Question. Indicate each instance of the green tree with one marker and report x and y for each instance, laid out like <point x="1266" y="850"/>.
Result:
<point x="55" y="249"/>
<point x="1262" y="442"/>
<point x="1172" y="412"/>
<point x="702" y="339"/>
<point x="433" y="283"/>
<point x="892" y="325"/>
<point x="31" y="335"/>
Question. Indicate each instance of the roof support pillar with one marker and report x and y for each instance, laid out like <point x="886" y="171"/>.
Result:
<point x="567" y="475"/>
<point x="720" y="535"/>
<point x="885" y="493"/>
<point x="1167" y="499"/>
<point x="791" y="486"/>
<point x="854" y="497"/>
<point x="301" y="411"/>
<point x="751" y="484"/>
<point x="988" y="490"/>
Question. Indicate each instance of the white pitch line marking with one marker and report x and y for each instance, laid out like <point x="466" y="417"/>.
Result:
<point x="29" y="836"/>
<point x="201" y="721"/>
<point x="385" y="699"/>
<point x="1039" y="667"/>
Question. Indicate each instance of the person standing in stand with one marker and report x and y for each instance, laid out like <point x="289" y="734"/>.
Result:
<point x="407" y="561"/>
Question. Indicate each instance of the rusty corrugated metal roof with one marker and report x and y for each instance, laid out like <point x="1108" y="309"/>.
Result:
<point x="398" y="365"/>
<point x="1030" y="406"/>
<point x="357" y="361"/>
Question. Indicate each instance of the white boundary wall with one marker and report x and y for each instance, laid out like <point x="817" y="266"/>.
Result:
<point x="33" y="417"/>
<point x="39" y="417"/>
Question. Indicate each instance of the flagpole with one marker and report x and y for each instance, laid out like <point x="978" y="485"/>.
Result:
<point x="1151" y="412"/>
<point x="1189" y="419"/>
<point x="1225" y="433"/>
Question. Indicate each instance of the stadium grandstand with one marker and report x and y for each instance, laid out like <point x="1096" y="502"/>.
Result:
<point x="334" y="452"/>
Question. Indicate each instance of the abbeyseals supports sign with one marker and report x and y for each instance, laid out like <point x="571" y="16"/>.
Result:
════════════════════
Ziel der Aufgabe: Schreiben Sie die Zeilen oben wortgetreu ab, beginnend mit der Zeile, die „Question. Indicate each instance of the stadium“ enthält, und endend mit der letzten Zeile.

Ergebnis dieser Übung:
Question. Indicate each instance of the stadium grandstand with one marker and report x and y for each instance, laid out like <point x="1096" y="502"/>.
Result:
<point x="334" y="452"/>
Question. Indicate each instance of the abbeyseals supports sign with one marker and report x and y for each instance, laid out like <point x="571" y="16"/>.
Result:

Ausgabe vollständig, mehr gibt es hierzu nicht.